• **EXCERPTED TEXT**
— Begin —

AN intelligent German doctor in the Barossa Valley seduced by Hitler’s ideology, this is how Australia’s “number one Nazi” came under lock and key in Victoria during WWII.

Nazi sympathisers in the Barossa Valley in the late 1930s. Picture: Australian War Memorial
Nazi sympathisers in the Barossa Valley in the late 1930s. Picture: Australian War Memorial

A GROUP of men casually stand around a swastika banner wrapped around the trunk of a eucalypt, as the world stood at the doorstep of Nazi peril.

In the late 1930s a passionate group of Germans and German descendants, mostly in South Australia, threw themselves behind Adolf Hitler’s ideology and threatened to spread nationalist socialism in Australia.

Originating with a core group of men in the Barossa Valley, meetings were held in homes and halls pledging allegiance to Hitler and plotting ways to mesh the ideology with the Australian way of life.

— End —

• **WRITTEN PROBLEM**
Could you write the next few paragraphs of the article above about the Barossa Valley Nazi sympathisers, picking up right after its last sentence?

• **DATA EXTRACT**

— Begin —

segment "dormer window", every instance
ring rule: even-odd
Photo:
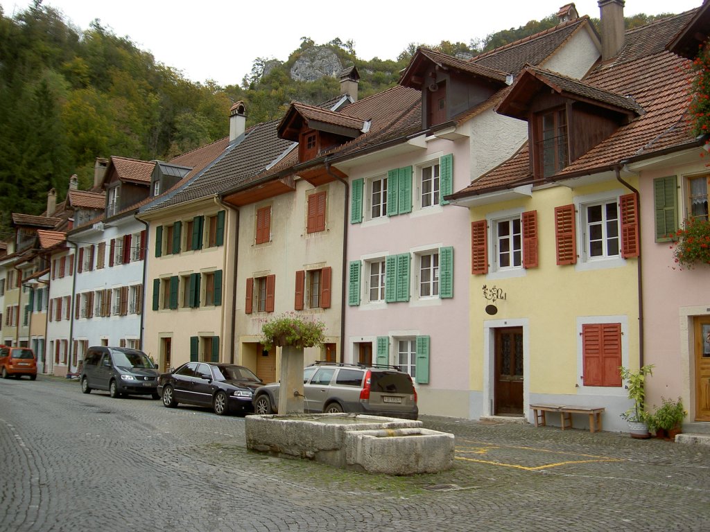
[[[565,110],[556,109],[538,115],[537,133],[535,174],[540,177],[549,177],[569,164]]]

— End —

• **OUTPUT OF THE EXERCISE**
Chief among Nazi sympathisers was Dr Johannes Heinrich Becker, a decorated WWI veteran and former ship’s doctor who migrated to a new life in Australia in 1927.

Mixing with a German community in the Barossa Valley and surrounds, which had started in the late 19th Century with Lutheran migrants, Becker found fertile ground for the new politics sweeping Germany.

Impressive political rallies showcased Nazi strength and prestige to the world and reignited patriotism in Germans who had migrated to Australia.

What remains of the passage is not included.